[Prompt] Please say how many lines in the records below contain the word "every". Give the number and nothing more.

(Source information Opens)

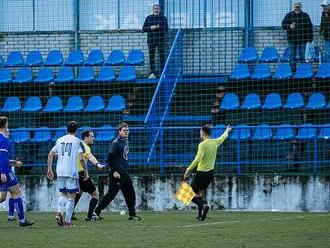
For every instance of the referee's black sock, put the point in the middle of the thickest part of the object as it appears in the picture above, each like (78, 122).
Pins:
(200, 204)
(92, 205)
(76, 200)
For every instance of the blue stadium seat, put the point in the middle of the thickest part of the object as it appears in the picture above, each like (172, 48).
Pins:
(294, 101)
(240, 132)
(325, 132)
(240, 72)
(116, 103)
(95, 57)
(251, 101)
(12, 104)
(107, 74)
(5, 76)
(54, 104)
(15, 58)
(65, 75)
(286, 55)
(42, 134)
(127, 74)
(284, 132)
(116, 57)
(34, 58)
(217, 131)
(304, 71)
(45, 75)
(262, 132)
(248, 55)
(283, 71)
(54, 58)
(106, 133)
(324, 71)
(24, 75)
(261, 71)
(86, 75)
(272, 101)
(306, 131)
(61, 131)
(32, 104)
(269, 55)
(74, 104)
(95, 104)
(316, 101)
(135, 57)
(75, 58)
(20, 135)
(230, 102)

(Source information Closes)

[Response] 2